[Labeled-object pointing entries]
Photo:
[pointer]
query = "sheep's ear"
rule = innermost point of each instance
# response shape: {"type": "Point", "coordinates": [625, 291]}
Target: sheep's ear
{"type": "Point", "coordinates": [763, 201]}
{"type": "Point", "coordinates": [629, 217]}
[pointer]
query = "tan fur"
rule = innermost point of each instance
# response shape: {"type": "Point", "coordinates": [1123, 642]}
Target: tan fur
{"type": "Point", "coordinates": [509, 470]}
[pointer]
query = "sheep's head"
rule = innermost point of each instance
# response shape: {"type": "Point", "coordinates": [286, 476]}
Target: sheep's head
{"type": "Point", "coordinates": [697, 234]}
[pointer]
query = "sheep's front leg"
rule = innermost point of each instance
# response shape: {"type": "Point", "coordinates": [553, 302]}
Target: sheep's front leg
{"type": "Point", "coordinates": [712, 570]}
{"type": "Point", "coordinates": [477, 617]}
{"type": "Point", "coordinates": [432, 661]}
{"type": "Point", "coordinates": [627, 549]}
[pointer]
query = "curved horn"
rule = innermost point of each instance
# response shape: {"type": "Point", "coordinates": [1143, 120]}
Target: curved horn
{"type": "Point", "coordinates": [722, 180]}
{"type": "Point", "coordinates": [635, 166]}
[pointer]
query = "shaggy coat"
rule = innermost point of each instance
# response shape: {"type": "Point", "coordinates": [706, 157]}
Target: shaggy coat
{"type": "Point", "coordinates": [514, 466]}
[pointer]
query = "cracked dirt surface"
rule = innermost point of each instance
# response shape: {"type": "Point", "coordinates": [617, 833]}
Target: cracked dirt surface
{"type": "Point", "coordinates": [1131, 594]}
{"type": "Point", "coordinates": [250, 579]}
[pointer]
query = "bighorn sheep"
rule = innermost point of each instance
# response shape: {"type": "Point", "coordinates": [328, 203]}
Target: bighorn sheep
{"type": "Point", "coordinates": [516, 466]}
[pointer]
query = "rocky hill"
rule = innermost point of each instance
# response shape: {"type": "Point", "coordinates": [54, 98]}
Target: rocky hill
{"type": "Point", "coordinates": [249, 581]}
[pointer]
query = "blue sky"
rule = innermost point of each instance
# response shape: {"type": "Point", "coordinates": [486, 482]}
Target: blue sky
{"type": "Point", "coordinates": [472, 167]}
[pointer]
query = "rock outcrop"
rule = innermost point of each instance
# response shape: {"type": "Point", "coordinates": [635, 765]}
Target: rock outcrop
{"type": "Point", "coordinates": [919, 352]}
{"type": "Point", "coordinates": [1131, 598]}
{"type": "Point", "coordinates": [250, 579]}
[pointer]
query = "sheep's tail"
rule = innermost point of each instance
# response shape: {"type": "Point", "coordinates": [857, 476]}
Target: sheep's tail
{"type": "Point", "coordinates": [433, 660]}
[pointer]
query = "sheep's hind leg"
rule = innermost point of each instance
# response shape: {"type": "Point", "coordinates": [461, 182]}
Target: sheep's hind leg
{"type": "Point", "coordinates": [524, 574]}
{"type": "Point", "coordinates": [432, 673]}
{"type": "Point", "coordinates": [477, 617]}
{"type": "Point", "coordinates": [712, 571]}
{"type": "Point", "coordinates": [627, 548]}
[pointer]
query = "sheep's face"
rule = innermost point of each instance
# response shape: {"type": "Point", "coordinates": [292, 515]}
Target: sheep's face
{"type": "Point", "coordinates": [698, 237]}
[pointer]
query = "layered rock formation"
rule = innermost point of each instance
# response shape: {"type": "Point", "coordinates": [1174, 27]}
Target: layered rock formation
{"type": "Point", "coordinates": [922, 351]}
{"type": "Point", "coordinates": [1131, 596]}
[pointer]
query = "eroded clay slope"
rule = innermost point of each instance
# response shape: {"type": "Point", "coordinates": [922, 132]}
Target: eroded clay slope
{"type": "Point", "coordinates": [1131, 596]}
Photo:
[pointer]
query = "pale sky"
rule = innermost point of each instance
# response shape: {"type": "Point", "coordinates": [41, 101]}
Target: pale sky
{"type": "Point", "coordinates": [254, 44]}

> _TASK STATEMENT_: Extract the entries above verbatim.

> _RESULT OF THIS EXERCISE_:
Photo:
[pointer]
query = "sheep's ear"
rule = innermost point of each instance
# response shape: {"type": "Point", "coordinates": [625, 291]}
Target: sheep's ear
{"type": "Point", "coordinates": [763, 201]}
{"type": "Point", "coordinates": [629, 217]}
[pointer]
query = "tan fur"
rule = innermost point of each instance
# response shape: {"type": "Point", "coordinates": [1123, 642]}
Target: tan fur
{"type": "Point", "coordinates": [509, 470]}
[pointer]
query = "sheep's head"
rule = innermost point of each instance
# response shape: {"type": "Point", "coordinates": [286, 476]}
Target: sheep's head
{"type": "Point", "coordinates": [697, 234]}
[pointer]
query = "sheep's front leg"
rule = innermost point of each instance
# response shape: {"type": "Point", "coordinates": [553, 302]}
Target: sheep's front leg
{"type": "Point", "coordinates": [712, 570]}
{"type": "Point", "coordinates": [477, 617]}
{"type": "Point", "coordinates": [432, 661]}
{"type": "Point", "coordinates": [627, 549]}
[pointer]
query = "curved horn"
rule = innermost point of each instance
# response shape: {"type": "Point", "coordinates": [1143, 120]}
Target: curved horn
{"type": "Point", "coordinates": [722, 180]}
{"type": "Point", "coordinates": [635, 166]}
[pointer]
query = "shaggy coat"
rule = innermost point of each instance
# response shape: {"type": "Point", "coordinates": [706, 157]}
Target: shaggy coat
{"type": "Point", "coordinates": [514, 466]}
[pointer]
query = "cracked dirt surface"
rule = innermost point of each instance
# response shape: {"type": "Point", "coordinates": [617, 833]}
Target: cracked dirt surface
{"type": "Point", "coordinates": [1131, 594]}
{"type": "Point", "coordinates": [250, 579]}
[pointer]
query = "bighorn sheep"
rule = innermost point of each instance
# response shape: {"type": "Point", "coordinates": [328, 203]}
Target: bighorn sheep
{"type": "Point", "coordinates": [516, 466]}
[pointer]
query = "rocky hill"
rule = innermost point of each instance
# response shape: {"type": "Point", "coordinates": [54, 98]}
Target: rocky hill
{"type": "Point", "coordinates": [249, 581]}
[pointer]
query = "blue sky"
rule = innermost point of each instance
# response shape: {"type": "Point", "coordinates": [486, 482]}
Target: blue sky
{"type": "Point", "coordinates": [472, 167]}
[pointer]
query = "rock outcrop"
rule = innermost point of each instance
# response shape: {"type": "Point", "coordinates": [635, 765]}
Target: rock outcrop
{"type": "Point", "coordinates": [919, 352]}
{"type": "Point", "coordinates": [1131, 598]}
{"type": "Point", "coordinates": [250, 579]}
[pointer]
query = "sheep's tail"
rule = innermost point of each instance
# response shape: {"type": "Point", "coordinates": [857, 476]}
Target: sheep's tail
{"type": "Point", "coordinates": [433, 660]}
[pointer]
query = "sheep's hind leg"
rule = innermost point of each instance
# response shape: {"type": "Point", "coordinates": [461, 182]}
Target: sheep's hind leg
{"type": "Point", "coordinates": [524, 574]}
{"type": "Point", "coordinates": [432, 673]}
{"type": "Point", "coordinates": [477, 617]}
{"type": "Point", "coordinates": [712, 571]}
{"type": "Point", "coordinates": [627, 548]}
[pointer]
query = "sheep's face"
rule = innermost point of each instance
# response shape: {"type": "Point", "coordinates": [292, 515]}
Target: sheep's face
{"type": "Point", "coordinates": [698, 237]}
[pointer]
query = "layered rock formation"
rule = innermost point of each instance
# response shape: {"type": "Point", "coordinates": [1174, 27]}
Target: layered rock formation
{"type": "Point", "coordinates": [922, 351]}
{"type": "Point", "coordinates": [1131, 596]}
[pointer]
query = "eroded clay slope"
rule = innermost point of each instance
# response shape: {"type": "Point", "coordinates": [922, 132]}
Target: eroded clay slope
{"type": "Point", "coordinates": [1131, 596]}
Photo:
[pointer]
query = "pale sky"
rule = innermost point of each instance
# response shape: {"type": "Point", "coordinates": [41, 101]}
Target: pale sky
{"type": "Point", "coordinates": [254, 44]}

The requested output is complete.